__Exercise directions__
Your task is to transcribe the data exactly while omitting each picture.

Collected data:
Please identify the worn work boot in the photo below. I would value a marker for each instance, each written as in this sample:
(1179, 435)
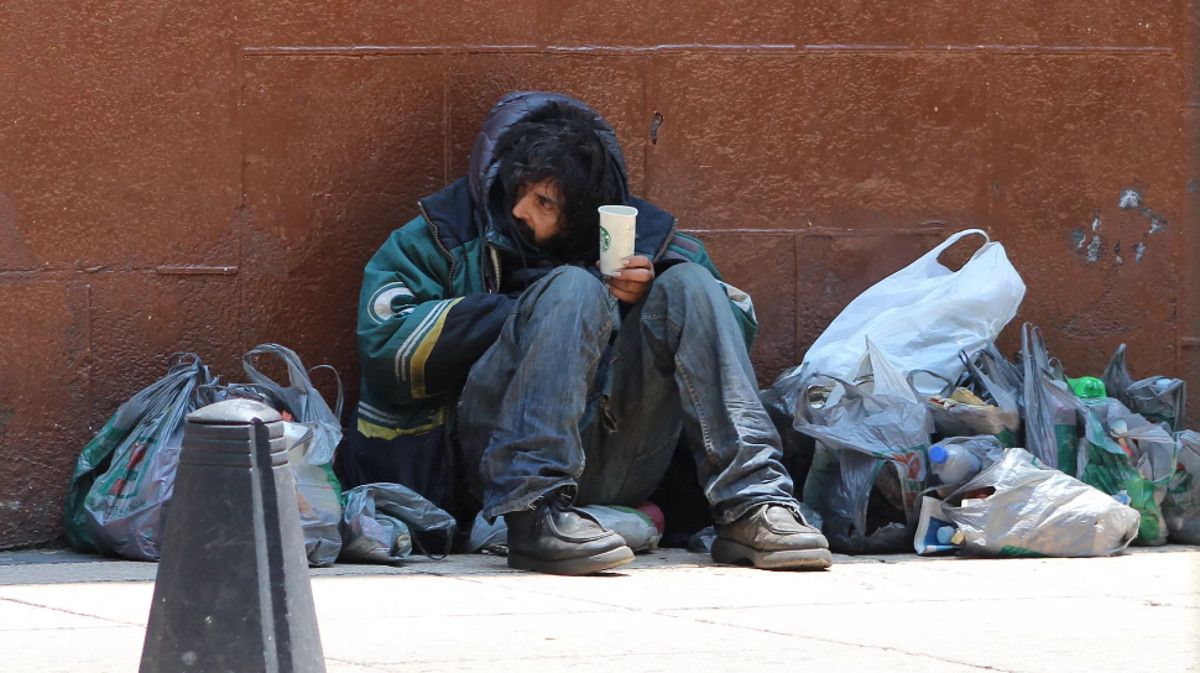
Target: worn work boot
(558, 539)
(772, 538)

__Reply to the exercise__
Please identify the worn work boot in the photo below. I would value a marker for each instance, each written as in this sample:
(1179, 435)
Target: worn work boot
(558, 539)
(772, 538)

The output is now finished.